What you need to do:
Filter the listing below down to the lines holding the word "like", and copy those lines.

Records for this exercise:
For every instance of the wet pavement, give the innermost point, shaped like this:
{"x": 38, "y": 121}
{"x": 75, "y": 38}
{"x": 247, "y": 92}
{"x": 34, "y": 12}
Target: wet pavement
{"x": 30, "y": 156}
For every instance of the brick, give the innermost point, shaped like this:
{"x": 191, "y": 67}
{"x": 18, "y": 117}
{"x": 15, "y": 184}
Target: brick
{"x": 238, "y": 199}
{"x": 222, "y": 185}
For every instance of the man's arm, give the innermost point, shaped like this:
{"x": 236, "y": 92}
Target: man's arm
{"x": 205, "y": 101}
...
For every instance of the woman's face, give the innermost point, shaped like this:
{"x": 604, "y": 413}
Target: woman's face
--
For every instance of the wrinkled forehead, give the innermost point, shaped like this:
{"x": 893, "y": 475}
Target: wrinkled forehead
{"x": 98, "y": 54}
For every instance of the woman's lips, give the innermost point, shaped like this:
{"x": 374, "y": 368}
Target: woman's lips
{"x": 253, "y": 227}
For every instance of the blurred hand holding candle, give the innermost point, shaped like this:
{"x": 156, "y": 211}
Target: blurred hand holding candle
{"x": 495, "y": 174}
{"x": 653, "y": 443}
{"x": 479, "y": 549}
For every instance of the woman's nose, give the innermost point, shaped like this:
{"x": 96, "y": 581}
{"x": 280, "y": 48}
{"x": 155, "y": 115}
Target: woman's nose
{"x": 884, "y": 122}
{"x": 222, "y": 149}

Response to the task:
For every instance of the wet pavement, give the innermost point, shaped like this:
For every instance of the brick, give the innermost point, shaped like this:
For every instance of the man's arm, give the innermost point, shaped like this:
For every instance of the woman's face, give the innermost point, shaped like this:
For every instance of the wrinkled forehead, give the innermost point, shaped like this:
For every instance of the woman's lips, give the innermost point, shaped like this:
For every instance of the blurred hand holding candle, give the innermost point, shaped like this:
For every instance of the woman's nose, give the innermost point, shaped like this:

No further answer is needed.